The task:
Where a line in the records below includes "roof", pull that line out.

Extracted material below:

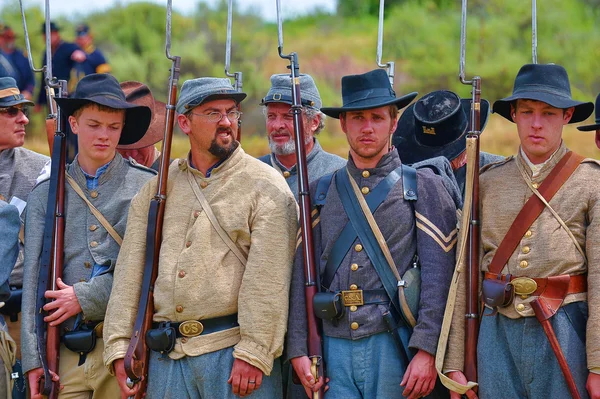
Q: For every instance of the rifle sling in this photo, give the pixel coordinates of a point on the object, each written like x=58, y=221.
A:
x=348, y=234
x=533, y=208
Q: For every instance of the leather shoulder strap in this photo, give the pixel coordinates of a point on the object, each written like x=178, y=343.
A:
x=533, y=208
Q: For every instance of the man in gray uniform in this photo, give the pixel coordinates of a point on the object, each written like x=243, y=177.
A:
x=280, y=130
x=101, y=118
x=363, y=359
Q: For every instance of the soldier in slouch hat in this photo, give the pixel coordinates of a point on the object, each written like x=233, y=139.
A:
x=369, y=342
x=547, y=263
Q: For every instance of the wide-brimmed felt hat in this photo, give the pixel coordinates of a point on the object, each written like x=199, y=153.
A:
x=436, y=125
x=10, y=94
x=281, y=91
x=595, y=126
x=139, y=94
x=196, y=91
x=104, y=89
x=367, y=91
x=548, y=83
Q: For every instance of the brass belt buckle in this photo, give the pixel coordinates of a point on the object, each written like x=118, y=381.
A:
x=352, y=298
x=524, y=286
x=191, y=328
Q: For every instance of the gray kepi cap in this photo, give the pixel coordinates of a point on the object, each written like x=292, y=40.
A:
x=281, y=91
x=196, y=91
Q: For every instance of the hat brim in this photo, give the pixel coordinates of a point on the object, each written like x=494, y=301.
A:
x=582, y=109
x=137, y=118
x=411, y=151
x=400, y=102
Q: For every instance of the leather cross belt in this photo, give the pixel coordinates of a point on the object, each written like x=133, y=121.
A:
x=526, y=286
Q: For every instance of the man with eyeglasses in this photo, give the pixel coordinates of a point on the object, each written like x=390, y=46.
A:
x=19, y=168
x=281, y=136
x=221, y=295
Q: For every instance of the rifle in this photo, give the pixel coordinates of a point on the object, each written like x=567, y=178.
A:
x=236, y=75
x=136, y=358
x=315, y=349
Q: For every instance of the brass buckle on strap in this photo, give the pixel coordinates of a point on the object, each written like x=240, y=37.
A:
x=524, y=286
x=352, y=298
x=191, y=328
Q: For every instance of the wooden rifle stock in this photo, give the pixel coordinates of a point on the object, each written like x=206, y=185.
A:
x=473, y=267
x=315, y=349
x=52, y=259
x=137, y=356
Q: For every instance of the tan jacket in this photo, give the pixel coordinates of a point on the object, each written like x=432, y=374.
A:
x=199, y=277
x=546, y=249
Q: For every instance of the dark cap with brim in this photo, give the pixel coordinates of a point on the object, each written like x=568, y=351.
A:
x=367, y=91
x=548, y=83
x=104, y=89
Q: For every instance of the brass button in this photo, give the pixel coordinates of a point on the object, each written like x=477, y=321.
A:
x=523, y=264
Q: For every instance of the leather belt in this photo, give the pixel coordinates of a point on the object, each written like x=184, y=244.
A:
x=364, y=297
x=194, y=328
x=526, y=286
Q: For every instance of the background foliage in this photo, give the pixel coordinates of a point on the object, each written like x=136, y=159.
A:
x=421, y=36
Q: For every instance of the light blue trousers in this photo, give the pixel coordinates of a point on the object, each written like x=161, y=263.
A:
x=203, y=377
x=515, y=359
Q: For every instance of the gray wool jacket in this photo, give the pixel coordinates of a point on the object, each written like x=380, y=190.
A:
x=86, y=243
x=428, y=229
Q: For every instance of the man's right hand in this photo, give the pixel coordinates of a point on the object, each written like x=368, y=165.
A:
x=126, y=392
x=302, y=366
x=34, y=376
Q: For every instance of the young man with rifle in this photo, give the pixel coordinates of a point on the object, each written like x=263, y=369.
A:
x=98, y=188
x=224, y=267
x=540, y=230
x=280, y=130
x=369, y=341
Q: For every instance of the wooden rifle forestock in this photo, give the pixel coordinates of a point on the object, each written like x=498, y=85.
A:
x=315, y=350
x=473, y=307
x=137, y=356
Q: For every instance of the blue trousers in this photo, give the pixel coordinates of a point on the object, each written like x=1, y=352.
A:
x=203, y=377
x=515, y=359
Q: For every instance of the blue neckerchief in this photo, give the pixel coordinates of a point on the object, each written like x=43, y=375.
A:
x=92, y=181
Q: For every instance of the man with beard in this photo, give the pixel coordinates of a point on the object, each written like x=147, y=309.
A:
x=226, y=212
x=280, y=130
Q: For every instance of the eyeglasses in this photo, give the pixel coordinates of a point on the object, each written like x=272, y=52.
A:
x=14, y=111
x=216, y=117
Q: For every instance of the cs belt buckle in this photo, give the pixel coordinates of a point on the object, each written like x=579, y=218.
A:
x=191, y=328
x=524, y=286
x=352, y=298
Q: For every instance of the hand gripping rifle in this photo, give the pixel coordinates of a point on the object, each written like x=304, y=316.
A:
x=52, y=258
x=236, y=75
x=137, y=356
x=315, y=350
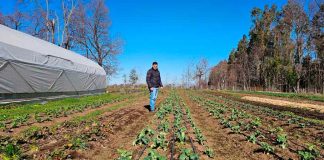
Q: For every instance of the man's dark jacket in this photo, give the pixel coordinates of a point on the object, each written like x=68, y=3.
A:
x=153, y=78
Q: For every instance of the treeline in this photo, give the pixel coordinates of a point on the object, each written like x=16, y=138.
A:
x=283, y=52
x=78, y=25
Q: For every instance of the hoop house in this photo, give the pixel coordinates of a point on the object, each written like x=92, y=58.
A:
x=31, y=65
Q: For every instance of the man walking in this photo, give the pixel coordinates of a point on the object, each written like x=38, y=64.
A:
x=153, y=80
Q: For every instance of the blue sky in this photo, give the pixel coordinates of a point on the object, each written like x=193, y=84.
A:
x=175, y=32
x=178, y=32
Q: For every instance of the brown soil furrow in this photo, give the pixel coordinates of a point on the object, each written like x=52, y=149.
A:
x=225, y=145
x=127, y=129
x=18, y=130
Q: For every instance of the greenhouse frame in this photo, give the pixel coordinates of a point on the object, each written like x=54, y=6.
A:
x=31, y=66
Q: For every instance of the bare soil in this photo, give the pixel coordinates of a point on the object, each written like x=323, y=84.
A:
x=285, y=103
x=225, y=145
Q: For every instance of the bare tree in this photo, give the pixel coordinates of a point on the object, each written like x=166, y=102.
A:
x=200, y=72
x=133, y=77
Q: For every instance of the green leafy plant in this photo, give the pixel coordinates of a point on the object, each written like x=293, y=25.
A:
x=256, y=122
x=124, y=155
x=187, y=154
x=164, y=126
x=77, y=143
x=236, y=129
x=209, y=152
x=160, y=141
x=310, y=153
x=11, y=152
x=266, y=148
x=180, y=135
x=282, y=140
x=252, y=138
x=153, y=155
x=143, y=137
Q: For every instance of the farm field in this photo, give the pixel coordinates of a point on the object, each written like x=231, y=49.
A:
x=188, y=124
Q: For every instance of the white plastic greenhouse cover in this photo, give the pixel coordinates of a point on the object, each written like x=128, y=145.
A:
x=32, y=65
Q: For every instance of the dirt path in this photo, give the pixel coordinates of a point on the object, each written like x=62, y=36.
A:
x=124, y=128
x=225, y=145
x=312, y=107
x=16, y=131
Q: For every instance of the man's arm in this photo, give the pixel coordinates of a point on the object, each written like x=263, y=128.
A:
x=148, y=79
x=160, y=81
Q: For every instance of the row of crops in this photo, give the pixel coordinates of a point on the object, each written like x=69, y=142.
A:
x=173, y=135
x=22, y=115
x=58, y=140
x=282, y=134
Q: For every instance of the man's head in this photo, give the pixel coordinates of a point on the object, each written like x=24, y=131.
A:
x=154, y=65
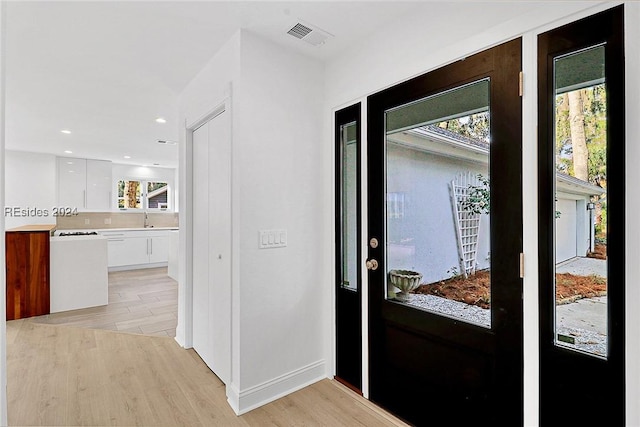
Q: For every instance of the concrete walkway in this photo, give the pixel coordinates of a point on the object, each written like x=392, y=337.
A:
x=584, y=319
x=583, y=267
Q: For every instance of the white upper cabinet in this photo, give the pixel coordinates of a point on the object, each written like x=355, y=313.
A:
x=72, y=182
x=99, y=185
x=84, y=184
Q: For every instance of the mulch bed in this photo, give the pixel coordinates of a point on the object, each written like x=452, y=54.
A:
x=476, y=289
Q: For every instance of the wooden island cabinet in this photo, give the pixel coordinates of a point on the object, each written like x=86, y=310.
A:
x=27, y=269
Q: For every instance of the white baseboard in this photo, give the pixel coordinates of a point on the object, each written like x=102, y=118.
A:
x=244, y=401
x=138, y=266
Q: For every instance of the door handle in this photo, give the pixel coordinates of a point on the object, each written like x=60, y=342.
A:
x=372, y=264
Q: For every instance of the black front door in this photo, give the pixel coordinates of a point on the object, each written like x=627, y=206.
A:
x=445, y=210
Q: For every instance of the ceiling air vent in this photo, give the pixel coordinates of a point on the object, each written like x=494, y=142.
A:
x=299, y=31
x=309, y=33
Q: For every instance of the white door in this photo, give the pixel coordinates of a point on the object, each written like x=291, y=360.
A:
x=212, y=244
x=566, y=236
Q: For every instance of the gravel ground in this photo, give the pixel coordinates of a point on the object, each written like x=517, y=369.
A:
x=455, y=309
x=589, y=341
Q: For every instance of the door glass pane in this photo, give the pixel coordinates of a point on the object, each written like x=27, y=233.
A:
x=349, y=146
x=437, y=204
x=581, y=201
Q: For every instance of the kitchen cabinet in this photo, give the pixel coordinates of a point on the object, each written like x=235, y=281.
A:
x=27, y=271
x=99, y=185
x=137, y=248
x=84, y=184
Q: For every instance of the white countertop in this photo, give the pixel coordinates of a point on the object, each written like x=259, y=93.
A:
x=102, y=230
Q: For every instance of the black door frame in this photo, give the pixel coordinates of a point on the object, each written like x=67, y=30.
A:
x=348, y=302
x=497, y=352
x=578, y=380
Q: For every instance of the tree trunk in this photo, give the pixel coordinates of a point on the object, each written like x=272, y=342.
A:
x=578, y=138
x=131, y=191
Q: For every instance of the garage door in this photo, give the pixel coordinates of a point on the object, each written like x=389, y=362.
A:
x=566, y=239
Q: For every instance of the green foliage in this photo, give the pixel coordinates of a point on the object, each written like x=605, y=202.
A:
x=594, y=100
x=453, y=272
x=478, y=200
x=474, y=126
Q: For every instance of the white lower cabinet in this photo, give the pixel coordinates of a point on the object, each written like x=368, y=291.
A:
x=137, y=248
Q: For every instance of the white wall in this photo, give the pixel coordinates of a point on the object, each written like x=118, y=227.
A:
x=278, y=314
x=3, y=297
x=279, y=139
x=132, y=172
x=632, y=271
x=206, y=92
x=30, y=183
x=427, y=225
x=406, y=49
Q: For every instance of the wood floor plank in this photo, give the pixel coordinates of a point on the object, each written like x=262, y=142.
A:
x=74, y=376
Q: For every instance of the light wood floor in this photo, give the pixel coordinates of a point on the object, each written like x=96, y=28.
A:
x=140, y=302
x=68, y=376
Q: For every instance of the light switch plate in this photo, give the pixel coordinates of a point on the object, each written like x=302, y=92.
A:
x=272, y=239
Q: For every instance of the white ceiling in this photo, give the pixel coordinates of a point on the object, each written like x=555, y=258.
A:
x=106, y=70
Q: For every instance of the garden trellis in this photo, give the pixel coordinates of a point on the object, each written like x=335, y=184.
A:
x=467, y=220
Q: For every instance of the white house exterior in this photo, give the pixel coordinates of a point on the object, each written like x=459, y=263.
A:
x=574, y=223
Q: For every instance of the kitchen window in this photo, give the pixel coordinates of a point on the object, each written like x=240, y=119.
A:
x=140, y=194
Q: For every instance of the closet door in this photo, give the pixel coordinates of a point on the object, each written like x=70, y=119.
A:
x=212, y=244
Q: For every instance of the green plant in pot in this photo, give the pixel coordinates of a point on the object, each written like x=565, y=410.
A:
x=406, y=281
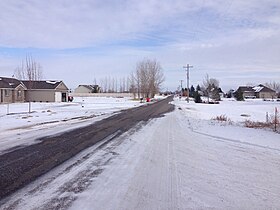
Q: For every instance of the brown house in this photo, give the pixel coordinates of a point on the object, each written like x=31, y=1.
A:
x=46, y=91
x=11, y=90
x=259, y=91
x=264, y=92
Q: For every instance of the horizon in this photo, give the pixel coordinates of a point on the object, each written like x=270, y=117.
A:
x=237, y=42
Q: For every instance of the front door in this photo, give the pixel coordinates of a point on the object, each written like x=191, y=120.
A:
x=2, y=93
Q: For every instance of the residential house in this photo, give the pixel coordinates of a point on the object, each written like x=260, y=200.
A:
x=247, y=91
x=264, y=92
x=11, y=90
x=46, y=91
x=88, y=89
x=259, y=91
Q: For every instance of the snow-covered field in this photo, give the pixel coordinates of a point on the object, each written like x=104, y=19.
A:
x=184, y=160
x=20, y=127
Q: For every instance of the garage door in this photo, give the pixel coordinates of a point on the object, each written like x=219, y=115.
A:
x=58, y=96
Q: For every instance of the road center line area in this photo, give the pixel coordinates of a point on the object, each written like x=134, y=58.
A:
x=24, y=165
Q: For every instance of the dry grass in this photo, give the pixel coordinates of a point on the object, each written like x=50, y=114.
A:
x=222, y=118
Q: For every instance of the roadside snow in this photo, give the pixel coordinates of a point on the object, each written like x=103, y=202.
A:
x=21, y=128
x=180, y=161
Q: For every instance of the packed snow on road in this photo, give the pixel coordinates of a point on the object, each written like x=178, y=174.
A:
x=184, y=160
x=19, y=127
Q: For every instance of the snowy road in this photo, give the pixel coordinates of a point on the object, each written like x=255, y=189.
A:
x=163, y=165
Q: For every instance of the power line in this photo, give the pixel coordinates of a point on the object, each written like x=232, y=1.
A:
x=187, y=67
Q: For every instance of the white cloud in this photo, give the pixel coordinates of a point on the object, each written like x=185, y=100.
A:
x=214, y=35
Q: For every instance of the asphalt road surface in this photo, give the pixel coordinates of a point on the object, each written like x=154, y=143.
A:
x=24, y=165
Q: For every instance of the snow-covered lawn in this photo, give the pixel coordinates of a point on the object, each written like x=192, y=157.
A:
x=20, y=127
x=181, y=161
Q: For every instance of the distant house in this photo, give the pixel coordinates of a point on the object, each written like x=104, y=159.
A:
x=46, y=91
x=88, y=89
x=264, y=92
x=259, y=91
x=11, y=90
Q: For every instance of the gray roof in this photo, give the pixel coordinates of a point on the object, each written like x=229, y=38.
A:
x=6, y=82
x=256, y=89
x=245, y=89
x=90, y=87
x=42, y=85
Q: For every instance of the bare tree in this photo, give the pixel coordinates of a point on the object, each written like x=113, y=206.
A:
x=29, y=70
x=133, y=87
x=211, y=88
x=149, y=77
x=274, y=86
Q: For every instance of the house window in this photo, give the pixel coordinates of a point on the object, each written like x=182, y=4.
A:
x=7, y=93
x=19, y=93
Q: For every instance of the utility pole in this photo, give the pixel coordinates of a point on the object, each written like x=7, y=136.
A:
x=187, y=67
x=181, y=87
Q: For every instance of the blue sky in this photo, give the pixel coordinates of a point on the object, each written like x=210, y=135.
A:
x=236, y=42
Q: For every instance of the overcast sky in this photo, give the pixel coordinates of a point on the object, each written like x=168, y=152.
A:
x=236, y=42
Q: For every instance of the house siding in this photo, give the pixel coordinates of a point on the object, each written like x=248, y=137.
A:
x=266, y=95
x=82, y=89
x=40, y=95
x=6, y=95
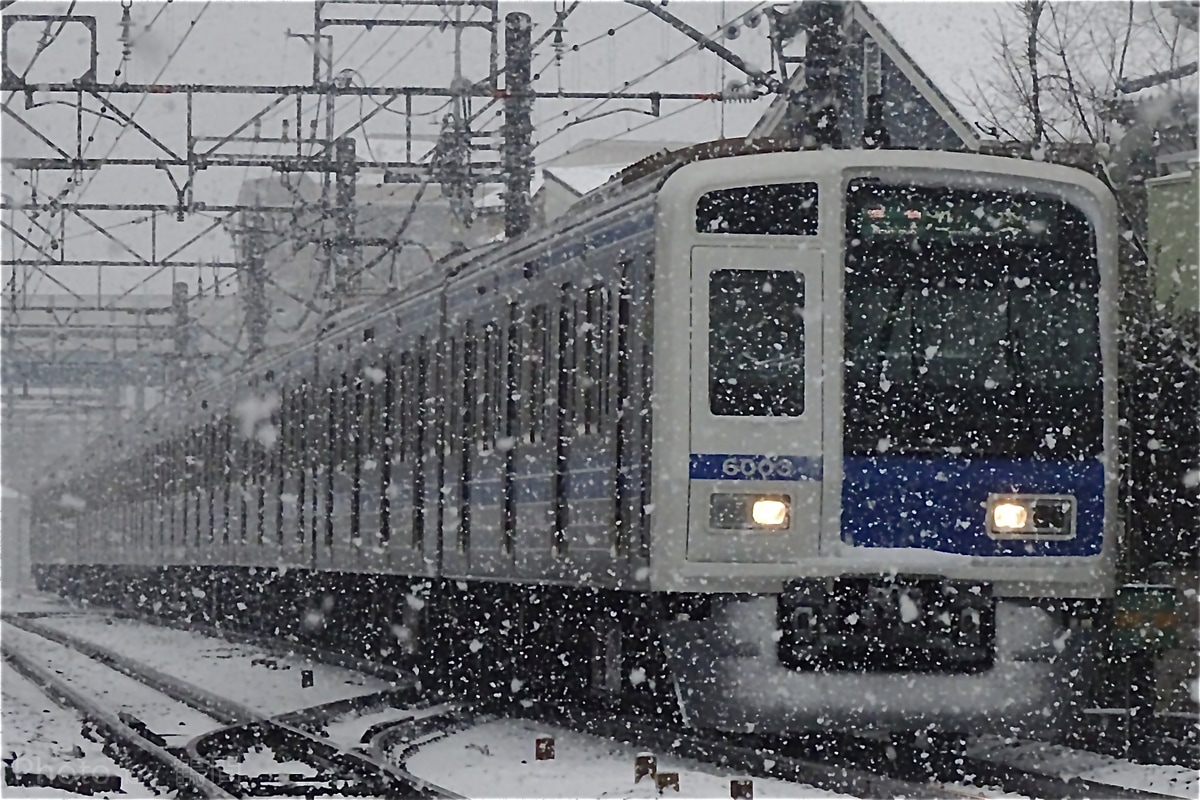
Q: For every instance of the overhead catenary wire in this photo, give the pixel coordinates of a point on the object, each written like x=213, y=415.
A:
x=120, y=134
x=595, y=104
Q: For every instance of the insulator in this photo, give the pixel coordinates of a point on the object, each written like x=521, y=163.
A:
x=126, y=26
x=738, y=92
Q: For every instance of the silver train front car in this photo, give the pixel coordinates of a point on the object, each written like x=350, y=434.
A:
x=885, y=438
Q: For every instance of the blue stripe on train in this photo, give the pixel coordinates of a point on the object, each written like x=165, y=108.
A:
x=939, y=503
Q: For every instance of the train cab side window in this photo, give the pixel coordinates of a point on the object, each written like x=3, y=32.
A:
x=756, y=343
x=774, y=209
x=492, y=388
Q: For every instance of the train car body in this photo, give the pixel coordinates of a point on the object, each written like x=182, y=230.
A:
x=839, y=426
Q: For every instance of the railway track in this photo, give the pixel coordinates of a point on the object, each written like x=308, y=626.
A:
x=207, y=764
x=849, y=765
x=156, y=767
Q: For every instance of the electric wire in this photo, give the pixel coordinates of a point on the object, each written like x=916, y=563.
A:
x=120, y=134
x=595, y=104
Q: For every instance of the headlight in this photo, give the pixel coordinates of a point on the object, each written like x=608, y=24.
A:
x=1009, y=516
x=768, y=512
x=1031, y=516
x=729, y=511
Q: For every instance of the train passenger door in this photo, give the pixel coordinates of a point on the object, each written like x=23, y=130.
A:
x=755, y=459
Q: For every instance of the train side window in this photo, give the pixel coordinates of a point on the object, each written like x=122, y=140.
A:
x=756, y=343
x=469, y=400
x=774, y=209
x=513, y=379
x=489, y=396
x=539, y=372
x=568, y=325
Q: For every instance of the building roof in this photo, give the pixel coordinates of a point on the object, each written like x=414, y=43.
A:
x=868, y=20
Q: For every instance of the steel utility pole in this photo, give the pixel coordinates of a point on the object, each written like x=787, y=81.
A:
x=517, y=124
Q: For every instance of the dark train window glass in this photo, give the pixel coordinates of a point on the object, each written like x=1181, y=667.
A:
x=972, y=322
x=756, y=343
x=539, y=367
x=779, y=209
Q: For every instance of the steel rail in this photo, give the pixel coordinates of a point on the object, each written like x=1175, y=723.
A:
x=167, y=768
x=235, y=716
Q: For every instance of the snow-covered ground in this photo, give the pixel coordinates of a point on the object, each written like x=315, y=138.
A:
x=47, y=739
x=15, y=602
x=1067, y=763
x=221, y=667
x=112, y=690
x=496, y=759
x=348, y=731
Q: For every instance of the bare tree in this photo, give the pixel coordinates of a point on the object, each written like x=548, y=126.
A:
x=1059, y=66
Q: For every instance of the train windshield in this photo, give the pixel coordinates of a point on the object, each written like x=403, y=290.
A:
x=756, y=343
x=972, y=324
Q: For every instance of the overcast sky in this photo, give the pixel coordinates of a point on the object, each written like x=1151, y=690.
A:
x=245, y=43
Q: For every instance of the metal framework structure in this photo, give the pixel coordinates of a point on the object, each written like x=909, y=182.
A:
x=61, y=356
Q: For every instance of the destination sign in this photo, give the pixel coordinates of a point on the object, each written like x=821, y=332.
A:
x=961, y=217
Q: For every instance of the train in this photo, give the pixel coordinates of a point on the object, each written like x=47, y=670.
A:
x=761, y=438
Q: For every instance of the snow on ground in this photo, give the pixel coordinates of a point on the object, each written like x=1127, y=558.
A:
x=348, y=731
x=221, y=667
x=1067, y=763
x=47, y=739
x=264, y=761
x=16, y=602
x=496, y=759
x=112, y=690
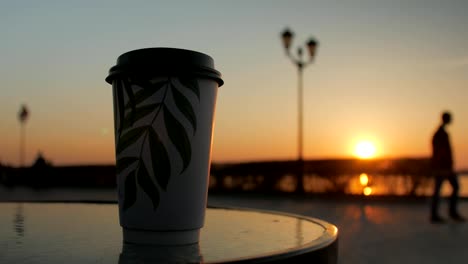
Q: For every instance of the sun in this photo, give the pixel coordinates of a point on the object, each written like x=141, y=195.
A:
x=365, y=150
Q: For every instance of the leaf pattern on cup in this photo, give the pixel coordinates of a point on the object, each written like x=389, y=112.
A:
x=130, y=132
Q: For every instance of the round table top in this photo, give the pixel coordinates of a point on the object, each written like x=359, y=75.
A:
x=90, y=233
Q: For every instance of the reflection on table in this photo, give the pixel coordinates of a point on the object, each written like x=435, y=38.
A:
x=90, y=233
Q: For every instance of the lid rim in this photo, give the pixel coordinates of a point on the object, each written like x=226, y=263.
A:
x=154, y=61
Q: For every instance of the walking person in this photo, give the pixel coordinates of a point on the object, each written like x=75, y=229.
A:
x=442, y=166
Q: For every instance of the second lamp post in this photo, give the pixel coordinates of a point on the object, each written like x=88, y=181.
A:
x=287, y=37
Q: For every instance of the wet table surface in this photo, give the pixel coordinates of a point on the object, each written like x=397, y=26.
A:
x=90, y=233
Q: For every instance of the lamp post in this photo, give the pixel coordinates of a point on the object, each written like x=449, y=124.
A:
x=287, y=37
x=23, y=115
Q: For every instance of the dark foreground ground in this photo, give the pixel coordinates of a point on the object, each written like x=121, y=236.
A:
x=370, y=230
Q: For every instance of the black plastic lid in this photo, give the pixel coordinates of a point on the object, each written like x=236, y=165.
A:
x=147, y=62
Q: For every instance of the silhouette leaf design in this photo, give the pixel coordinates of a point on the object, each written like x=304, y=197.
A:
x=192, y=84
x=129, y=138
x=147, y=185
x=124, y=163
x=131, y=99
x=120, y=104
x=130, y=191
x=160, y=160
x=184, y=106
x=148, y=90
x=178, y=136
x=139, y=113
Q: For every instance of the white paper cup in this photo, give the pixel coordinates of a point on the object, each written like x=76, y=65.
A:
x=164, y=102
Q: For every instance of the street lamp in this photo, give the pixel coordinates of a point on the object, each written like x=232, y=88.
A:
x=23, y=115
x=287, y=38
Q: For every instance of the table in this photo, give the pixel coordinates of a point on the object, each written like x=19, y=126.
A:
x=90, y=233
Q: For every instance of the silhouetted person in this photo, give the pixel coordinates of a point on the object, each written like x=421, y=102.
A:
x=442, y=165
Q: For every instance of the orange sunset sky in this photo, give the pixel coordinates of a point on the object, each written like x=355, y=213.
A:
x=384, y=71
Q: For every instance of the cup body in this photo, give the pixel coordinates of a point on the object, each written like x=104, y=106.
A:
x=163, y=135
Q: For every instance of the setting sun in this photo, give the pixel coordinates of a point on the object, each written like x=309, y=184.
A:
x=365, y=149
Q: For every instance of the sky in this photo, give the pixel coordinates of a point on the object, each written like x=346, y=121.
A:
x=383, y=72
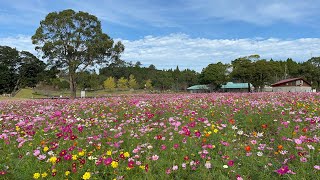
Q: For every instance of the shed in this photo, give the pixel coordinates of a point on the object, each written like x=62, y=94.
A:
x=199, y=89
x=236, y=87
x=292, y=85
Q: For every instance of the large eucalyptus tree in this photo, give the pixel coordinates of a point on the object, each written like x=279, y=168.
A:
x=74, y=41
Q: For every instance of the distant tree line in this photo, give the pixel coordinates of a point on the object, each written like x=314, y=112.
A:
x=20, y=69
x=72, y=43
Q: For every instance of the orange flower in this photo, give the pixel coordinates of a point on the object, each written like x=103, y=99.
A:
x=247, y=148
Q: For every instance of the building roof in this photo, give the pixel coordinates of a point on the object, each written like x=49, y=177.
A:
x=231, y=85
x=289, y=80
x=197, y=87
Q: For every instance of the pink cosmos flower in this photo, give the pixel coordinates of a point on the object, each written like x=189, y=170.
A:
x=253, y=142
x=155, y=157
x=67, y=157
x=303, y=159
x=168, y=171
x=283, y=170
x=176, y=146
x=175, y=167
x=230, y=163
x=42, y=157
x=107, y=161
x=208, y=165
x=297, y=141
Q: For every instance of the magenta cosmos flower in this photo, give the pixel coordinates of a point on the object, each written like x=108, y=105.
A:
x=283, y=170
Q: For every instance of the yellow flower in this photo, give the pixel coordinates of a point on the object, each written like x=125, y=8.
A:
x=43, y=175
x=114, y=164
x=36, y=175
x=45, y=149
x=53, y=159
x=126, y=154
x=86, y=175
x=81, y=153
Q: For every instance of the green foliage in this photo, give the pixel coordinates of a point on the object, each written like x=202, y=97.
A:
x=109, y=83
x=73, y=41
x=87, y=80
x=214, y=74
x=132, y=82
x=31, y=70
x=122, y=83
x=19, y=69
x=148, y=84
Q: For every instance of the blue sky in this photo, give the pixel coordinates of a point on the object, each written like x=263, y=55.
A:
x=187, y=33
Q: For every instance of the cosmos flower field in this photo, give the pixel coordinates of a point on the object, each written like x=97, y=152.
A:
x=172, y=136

End of Extracted material.

Answer below:
Q: For every instance of the gray roof in this photo, give the pixel coordinates of a point on the object, each written like x=229, y=38.
Q: For every instance of the building roof in this photo, give the pixel coordinates of a point on the object, each written like x=414, y=43.
Q: For every instance of the building roof in this photo, give the pixel coordinates of a point on the object, each written like x=49, y=177.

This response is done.